*** Given records ***

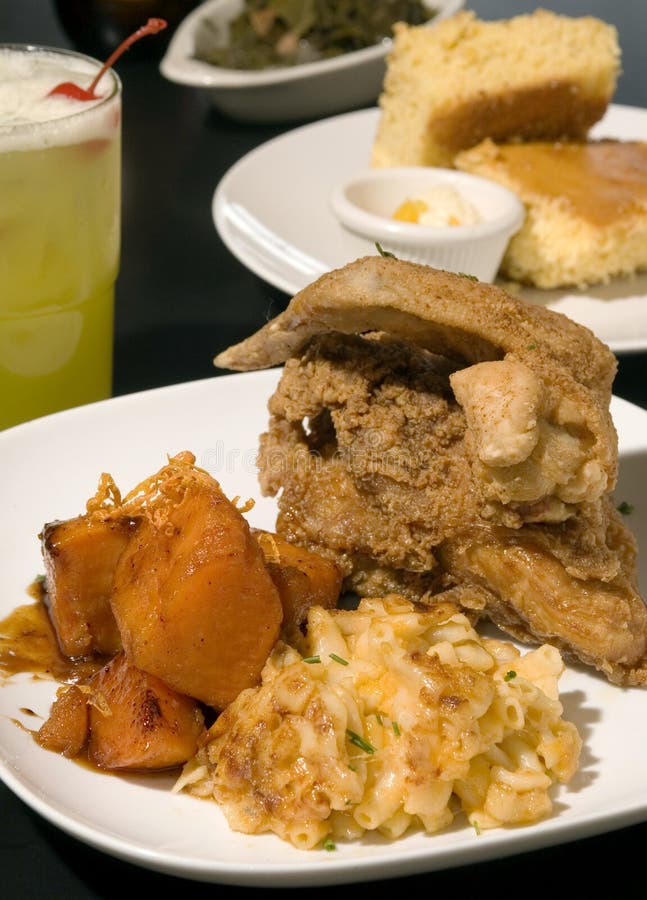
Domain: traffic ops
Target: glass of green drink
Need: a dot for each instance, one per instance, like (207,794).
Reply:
(60,228)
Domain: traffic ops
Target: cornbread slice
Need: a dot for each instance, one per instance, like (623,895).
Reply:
(448,86)
(586,203)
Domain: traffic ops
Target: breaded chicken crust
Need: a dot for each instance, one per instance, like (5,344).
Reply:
(430,432)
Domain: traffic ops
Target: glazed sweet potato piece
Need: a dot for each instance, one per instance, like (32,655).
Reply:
(138,723)
(302,578)
(193,599)
(66,729)
(80,557)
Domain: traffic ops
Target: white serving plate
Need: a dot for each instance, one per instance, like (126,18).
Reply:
(286,94)
(48,469)
(284,230)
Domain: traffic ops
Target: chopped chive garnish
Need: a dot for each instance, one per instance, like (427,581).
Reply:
(342,662)
(359,741)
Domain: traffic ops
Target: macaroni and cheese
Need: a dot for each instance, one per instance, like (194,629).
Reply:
(385,718)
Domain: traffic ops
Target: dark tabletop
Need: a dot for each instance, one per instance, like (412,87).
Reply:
(181,298)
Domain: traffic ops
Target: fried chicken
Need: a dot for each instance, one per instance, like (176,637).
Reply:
(430,432)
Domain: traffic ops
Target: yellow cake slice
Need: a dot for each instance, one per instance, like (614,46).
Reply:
(586,208)
(448,86)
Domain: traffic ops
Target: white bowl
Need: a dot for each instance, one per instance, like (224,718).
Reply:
(285,94)
(365,204)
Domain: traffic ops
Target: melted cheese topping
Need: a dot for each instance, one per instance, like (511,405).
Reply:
(386,718)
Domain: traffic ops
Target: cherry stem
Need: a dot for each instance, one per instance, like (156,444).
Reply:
(153,26)
(69,89)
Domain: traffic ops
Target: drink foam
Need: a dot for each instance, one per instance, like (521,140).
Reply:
(31,120)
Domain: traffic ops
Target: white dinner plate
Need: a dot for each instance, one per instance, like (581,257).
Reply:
(272,211)
(49,468)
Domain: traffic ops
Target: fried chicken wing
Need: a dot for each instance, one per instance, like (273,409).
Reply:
(431,433)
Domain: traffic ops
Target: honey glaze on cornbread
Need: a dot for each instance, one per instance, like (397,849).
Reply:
(554,110)
(603,180)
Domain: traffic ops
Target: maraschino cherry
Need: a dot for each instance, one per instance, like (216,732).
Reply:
(75,92)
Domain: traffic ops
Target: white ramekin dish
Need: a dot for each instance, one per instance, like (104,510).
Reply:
(365,203)
(307,91)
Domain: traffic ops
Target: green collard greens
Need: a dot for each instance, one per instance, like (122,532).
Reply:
(279,33)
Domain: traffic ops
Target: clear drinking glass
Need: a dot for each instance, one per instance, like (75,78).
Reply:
(60,231)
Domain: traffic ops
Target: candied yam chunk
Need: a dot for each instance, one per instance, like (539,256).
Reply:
(66,729)
(138,723)
(193,599)
(80,557)
(302,578)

*** End of Given records ***

* _What you will do_
For this exercise, repeat exactly the lines of the data above from the one with "Need: a dot for each instance, one per instance, like (176,637)." down to the one with "Target: white bowl", both end lines included.

* _Answer for this exercise_
Need: a dot for each instance, one per instance, like (176,637).
Reply:
(430,432)
Domain: traffic ops
Target: yellow cake slice
Need: a dot for each instance, one per instance, like (614,46).
Reply:
(586,208)
(448,86)
Domain: traffic ops
Target: white bowl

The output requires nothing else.